| Aim of the exercise |
Check each statement against the text on Yamini Reddy below. Answer yes or no, and quote the words of the text that decide it. 1. Yamini Reddy was performing at the age of 3. 2. She trained in Kuchipudi under a teacher outside her family. 3. Her bachelor's degree is in International Business.

| Provided text |
********
Yamini Reddy is an Indian Kuchipudi dancer, teacher, choreographer, and the Director of Natya Tarangini, a school dedicated to the teaching of Kuchipudi. She has performed widely in India and abroad.

==Early life==
Born to Kuchipudi exponents, Dr. Raja and Radha Reddy, she was initiated into the dance form at an early age. She trained in the art form under her parents. She began her career as a young star of the Kuchipudi firmament, performing at the age of 3. Since then, she has been travelling widely for her performances.

She holds a bachelor's degree in commerce (Hons) from Lady Shri Ram College, New Delhi, and is a postgraduate in International Business from Fore School, New Delhi.
********
| Given material |
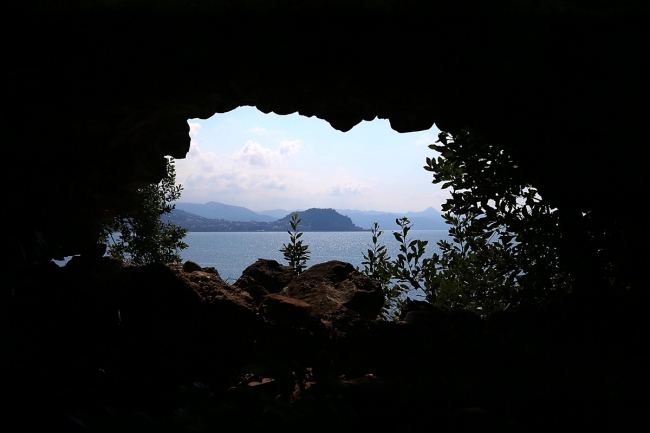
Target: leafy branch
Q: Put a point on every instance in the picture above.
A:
********
| Response |
1. Yes: "performing at the age of 3"
2. No: "She trained in the art form under her parents."
3. No: "She holds a bachelor's degree in commerce (Hons)"